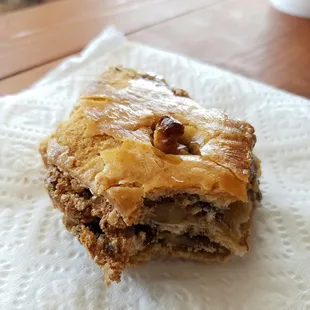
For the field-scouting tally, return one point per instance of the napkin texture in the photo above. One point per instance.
(42, 266)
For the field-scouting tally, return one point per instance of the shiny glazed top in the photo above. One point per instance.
(108, 144)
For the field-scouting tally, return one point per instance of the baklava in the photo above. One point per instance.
(141, 170)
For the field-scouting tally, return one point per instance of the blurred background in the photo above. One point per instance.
(11, 5)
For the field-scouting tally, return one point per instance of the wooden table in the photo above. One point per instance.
(244, 36)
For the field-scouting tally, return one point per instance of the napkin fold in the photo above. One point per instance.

+ + + + +

Task directions => Rewrite all of the items above as a numbered list with no blank lines, and leave the pictures out.

Answer in full =>
1. For the field-scouting tally, return one point per instance of the napkin texture in the photo above. One point per instance.
2. (42, 266)
3. For the field-scouting tally, return one point per instance of the shiny glazed top in the photo above. One point per instance.
4. (108, 144)
5. For the field-scouting tally, return one point per instance of the baklava in the photo above. One point per instance.
6. (141, 170)
7. For the field-scouting tally, return one point per instance of the blurred background in the photo above. One point per instance.
8. (11, 5)
9. For the field-scouting tally, return one point per instance of the wooden table in the photo above. One point per instance.
10. (244, 36)
11. For the field-scouting tally, return one point per instance of the napkin fold in the photo above. One point per instance.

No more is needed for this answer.